[Records in a dataset]
┌──
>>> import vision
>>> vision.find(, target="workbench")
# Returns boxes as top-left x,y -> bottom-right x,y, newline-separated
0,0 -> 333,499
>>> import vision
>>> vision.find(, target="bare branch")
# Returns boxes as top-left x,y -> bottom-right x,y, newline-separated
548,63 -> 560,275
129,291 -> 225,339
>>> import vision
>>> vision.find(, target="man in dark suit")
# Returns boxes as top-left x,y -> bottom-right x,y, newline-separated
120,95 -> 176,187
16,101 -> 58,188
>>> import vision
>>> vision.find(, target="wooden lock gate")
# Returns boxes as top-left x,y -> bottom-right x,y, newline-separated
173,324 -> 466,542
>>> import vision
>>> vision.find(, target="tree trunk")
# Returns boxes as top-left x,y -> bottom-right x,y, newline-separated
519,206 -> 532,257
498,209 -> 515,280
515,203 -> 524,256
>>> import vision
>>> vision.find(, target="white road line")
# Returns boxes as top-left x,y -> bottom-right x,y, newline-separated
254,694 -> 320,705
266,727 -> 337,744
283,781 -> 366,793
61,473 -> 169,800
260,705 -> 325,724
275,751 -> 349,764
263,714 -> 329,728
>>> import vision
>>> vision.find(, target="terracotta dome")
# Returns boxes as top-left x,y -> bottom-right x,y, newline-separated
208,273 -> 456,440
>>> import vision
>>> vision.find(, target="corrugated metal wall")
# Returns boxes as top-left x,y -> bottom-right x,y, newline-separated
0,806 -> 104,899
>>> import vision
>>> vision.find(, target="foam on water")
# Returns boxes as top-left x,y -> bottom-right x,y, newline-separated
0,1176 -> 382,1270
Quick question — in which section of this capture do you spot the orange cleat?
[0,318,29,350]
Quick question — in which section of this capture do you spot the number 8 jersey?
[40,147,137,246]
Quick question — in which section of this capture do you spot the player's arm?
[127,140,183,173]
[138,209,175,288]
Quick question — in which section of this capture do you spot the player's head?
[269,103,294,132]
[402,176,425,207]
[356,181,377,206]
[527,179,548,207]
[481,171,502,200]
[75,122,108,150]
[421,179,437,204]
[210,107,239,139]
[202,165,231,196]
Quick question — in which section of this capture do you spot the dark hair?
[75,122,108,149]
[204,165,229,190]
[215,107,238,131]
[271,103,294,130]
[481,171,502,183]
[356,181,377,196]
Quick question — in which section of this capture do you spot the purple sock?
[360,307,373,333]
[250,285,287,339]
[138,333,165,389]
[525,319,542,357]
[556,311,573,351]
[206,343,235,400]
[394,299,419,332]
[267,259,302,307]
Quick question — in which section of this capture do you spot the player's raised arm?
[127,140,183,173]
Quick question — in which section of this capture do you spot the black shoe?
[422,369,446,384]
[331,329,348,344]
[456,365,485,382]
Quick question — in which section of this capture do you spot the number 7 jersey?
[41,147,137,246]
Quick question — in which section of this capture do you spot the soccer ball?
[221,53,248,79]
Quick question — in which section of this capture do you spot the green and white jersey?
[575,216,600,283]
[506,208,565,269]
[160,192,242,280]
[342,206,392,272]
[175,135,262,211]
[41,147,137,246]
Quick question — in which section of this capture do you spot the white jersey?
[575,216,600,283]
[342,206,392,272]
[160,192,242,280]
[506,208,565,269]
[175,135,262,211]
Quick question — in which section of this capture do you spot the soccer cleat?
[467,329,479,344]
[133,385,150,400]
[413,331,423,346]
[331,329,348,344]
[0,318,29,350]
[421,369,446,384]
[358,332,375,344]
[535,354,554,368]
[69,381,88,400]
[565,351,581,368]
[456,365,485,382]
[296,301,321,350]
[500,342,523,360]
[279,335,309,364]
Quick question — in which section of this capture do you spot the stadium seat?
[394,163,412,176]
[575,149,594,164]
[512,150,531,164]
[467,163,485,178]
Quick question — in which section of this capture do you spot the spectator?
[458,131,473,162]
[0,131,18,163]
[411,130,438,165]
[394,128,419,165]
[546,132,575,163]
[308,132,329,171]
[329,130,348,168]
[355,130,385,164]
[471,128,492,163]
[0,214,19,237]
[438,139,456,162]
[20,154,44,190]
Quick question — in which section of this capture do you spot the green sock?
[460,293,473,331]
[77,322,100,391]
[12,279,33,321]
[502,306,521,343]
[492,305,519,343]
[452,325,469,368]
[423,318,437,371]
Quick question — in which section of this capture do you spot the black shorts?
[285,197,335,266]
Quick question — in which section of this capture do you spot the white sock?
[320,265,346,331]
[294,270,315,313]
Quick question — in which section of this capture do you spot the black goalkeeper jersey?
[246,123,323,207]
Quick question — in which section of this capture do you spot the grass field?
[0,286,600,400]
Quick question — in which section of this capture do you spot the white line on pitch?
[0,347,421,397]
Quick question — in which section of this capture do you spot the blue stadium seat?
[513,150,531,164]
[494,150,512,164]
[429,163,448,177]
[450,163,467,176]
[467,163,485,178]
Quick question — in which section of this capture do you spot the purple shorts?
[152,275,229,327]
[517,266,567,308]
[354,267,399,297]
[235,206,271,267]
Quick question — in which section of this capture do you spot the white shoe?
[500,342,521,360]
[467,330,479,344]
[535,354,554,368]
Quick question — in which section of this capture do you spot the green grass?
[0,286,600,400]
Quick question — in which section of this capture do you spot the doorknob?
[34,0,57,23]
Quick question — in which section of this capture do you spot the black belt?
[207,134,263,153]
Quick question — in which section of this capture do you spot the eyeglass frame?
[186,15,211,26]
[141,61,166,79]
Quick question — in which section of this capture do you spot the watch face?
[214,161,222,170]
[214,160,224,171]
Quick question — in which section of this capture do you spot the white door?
└──
* [Exercise description]: Rewrite every line of the material above as a numbered list, one line per item, skipping any blank lines.

* [Written response]:
1. >>> import vision
2. >>> vision.find(, target="workbench")
3. # Returns boxes as top-left x,y -> bottom-right x,y, newline-separated
4. 0,0 -> 333,499
5. >>> import vision
6. >>> vision.find(, target="bare branch")
7. # Returns boxes as top-left x,y -> bottom-right x,y, newline-separated
8. 548,63 -> 560,275
9. 129,291 -> 225,339
10. >>> import vision
11. >>> vision.find(, target="man in dark suit")
12. # Returns boxes as top-left x,y -> bottom-right x,y, newline-separated
13. 120,95 -> 176,187
14. 16,101 -> 58,188
15. >>> import vision
16. >>> vision.find(, target="wooden lock gate")
17. # Returns boxes as top-left x,y -> bottom-right x,y, newline-separated
18. 173,324 -> 466,542
19. >>> import vision
20. >>> vision.find(, target="tree trunk")
21. # Returns boxes as top-left x,y -> bottom-right x,y, newline-separated
22. 519,206 -> 532,257
23. 498,209 -> 515,280
24. 515,203 -> 524,256
25. >>> import vision
26. >>> vision.find(, target="white road line")
27. # Returns boxes as top-left x,y -> bottom-right x,y, newline-separated
28. 254,694 -> 320,705
29. 266,727 -> 337,744
30. 283,781 -> 366,793
31. 61,473 -> 169,800
32. 260,705 -> 325,724
33. 275,751 -> 349,764
34. 263,714 -> 329,728
35. >>> import vision
36. >>> vision.find(, target="terracotta dome")
37. # Returns boxes as top-left x,y -> bottom-right x,y, newline-separated
38. 208,273 -> 456,440
39. >>> import vision
40. >>> vision.find(, target="corrugated metal wall")
41. # Returns boxes as top-left x,y -> bottom-right x,y, newline-separated
42. 0,806 -> 104,899
43. >>> import vision
44. >>> vision.find(, target="foam on water")
45. # Returns boxes as top-left x,y -> bottom-right x,y, newline-separated
46. 0,1176 -> 382,1270
47. Quick question — in which section of this capture do you spot the orange cleat?
48. [0,318,29,350]
49. Quick question — in which section of this capture do you spot the number 8 jersey?
50. [40,147,137,246]
51. Quick question — in which section of this capture do you spot the player's arm?
52. [127,140,183,173]
53. [138,209,175,288]
54. Quick question — in which section of this capture do you spot the player's head?
55. [269,103,294,132]
56. [402,176,425,207]
57. [356,181,377,206]
58. [527,179,548,207]
59. [481,171,502,200]
60. [75,122,108,150]
61. [421,179,437,204]
62. [210,107,239,139]
63. [202,165,231,196]
64. Quick question — in which section of this capture do you spot the dark hair?
65. [75,122,108,149]
66. [204,165,229,190]
67. [215,107,238,131]
68. [271,103,294,130]
69. [481,171,502,183]
70. [356,181,377,196]
71. Quick question — in which section of this capture do you spot the purple sock?
72. [360,307,373,333]
73. [250,285,287,339]
74. [138,333,165,389]
75. [525,319,542,357]
76. [556,311,573,351]
77. [206,343,235,400]
78. [394,299,419,332]
79. [267,259,302,307]
80. Quick question — in which section of this capture do you spot the player's raised arm?
81. [127,140,183,173]
82. Quick question — in which section of this capture do you spot the black shoe?
83. [422,369,446,384]
84. [331,329,348,344]
85. [456,365,485,382]
86. Quick question — in which section of this capture do you spot the number 7 jersey?
87. [41,147,137,246]
88. Quick question — in which section of this capture do you spot the soccer ball?
89. [221,53,248,79]
90. Quick question — in which section of this capture do you spot the green and white jersey?
91. [575,216,600,283]
92. [506,208,565,269]
93. [160,192,242,280]
94. [342,206,392,272]
95. [175,135,262,211]
96. [41,147,137,246]
97. Quick question — in which section of this capture do you spot the white jersey?
98. [575,216,600,283]
99. [342,206,392,272]
100. [160,192,242,280]
101. [506,208,565,269]
102. [175,135,262,211]
103. Quick question — in which section of this capture do you spot the soccer cleat?
104. [467,329,479,344]
105. [133,385,150,400]
106. [413,331,423,346]
107. [331,329,348,344]
108. [0,318,29,350]
109. [421,369,446,384]
110. [358,332,375,344]
111. [535,354,554,368]
112. [69,381,88,400]
113. [565,351,581,368]
114. [456,365,485,382]
115. [296,301,321,350]
116. [500,342,523,360]
117. [279,335,309,364]
118. Quick question — in which section of this capture do you spot the stadium seat?
119. [394,163,412,176]
120. [575,149,594,164]
121. [512,150,531,164]
122. [467,163,485,178]
123. Quick question — in which section of this capture do you spot the spectator?
124. [458,131,473,162]
125. [0,131,18,163]
126. [411,130,438,165]
127. [394,128,419,165]
128. [546,132,575,163]
129. [308,132,329,171]
130. [329,130,348,168]
131. [355,130,385,164]
132. [471,128,492,163]
133. [0,214,19,237]
134. [438,139,456,162]
135. [20,154,44,190]
136. Quick question — in which section of this capture do you spot the green sock?
137. [460,293,473,331]
138. [77,322,100,391]
139. [12,279,33,321]
140. [502,306,521,343]
141. [492,305,519,343]
142. [452,325,469,368]
143. [423,318,437,371]
144. Quick question — in which section of this capture do you spot the black shorts?
145. [285,197,335,266]
146. Quick question — in which section of this capture do you spot the white sock?
147. [320,265,346,331]
148. [294,270,315,313]
149. Quick question — in which section of this capture do you spot the black goalkeeper jersey?
150. [246,123,323,207]
151. Quick question — in which section of this capture do you spot the grass field?
152. [0,286,600,400]
153. Quick question — in which section of this capture do you spot the white line on pitch?
154. [0,347,421,397]
155. Quick question — in which section of this capture do you spot the blue stadium seat?
156. [513,150,531,164]
157. [494,150,512,164]
158. [429,163,448,177]
159. [450,163,467,176]
160. [467,163,485,178]
161. Quick question — in which section of this capture do you spot the purple shorts?
162. [152,275,229,327]
163. [517,266,567,308]
164. [354,267,399,297]
165. [235,206,271,267]
166. Quick question — in which section of this capture do you spot the white shoe?
167. [500,342,521,360]
168. [467,330,479,344]
169. [535,354,554,368]
170. Quick question — in which section of this capture do you spot the green grass?
171. [0,286,600,400]
172. Quick question — in which section of this capture do you spot the doorknob?
173. [34,0,57,23]
174. Quick question — in which section of this capture do you spot the black belt?
175. [207,134,263,153]
176. Quick question — in which section of this capture do you spot the eyeglass frame?
177. [186,15,211,26]
178. [141,61,166,79]
179. Quick question — in which section of this capture do you spot the watch face?
180. [214,161,222,170]
181. [214,160,224,171]
182. Quick question — in which section of this capture do you spot the white door?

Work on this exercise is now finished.